◆ **REQUIRED WORK**
There is a line below that contains "Primary task: open-vocabulary". Please reproduce it and all following lines exactly, through the final one.

BEGIN

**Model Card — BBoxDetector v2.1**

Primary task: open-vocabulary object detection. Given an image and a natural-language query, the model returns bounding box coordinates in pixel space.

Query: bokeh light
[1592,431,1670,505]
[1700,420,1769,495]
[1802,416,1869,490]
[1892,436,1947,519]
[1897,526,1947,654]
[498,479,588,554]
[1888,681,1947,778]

END

◆ **ANSWER TO THIS TASK**
Primary task: open-vocabulary object detection. Given an image and a natural-language query, the model returns bounding box coordinates in pixel space.

Query: bokeh light
[1592,431,1670,505]
[1700,420,1769,495]
[1802,416,1869,490]
[1892,436,1947,519]
[1897,526,1947,654]
[498,479,588,554]
[1888,681,1947,778]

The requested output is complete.